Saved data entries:
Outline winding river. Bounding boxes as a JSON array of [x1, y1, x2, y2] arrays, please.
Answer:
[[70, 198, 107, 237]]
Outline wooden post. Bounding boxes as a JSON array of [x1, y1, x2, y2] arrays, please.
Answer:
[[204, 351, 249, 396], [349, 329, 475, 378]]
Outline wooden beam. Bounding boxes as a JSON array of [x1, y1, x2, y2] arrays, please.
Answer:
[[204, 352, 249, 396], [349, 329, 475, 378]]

* * *

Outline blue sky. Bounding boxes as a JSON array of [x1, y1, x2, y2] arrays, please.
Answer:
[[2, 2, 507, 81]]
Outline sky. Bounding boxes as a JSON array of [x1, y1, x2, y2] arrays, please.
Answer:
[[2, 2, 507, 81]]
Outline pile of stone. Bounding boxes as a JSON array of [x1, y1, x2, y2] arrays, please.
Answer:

==

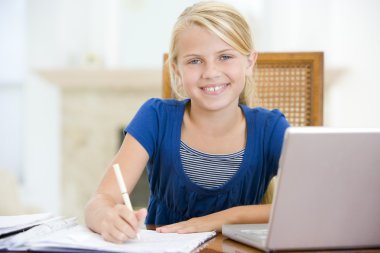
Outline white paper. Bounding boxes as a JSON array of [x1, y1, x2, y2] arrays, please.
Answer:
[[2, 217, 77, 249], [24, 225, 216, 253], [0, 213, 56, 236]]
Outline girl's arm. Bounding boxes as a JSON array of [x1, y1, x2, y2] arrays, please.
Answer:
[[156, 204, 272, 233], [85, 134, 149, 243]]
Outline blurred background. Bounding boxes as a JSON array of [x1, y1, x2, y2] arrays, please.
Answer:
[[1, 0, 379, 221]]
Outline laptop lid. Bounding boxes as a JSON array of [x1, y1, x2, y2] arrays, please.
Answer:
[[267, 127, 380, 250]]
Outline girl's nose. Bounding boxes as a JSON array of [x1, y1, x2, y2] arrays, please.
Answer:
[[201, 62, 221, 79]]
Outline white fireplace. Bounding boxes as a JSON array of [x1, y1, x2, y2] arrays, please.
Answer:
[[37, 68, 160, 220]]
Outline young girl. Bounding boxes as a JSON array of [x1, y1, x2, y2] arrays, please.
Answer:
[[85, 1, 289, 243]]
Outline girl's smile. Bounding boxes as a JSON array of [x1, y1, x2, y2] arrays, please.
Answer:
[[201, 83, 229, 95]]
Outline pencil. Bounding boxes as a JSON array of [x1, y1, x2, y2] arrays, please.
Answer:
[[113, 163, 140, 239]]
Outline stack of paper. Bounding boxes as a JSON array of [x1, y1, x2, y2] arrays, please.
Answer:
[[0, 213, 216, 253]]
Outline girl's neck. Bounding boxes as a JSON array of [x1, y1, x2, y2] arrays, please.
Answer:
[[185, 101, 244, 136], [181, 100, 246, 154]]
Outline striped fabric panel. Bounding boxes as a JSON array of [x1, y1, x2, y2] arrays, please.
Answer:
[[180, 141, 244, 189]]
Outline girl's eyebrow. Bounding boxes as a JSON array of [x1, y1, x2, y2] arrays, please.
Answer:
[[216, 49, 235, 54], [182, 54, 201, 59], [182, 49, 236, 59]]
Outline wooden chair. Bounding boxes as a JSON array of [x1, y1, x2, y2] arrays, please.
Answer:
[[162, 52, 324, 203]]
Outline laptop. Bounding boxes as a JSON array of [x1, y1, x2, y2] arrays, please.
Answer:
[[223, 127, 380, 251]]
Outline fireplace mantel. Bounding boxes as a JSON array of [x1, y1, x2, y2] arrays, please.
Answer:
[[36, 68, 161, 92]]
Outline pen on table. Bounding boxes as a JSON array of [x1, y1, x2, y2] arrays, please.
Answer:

PROBLEM TO SOLVE: Using the entries above, state how many lines contain the string "paper"; the number is all that is needed.

ANSWER FOR THIS EXERCISE: 2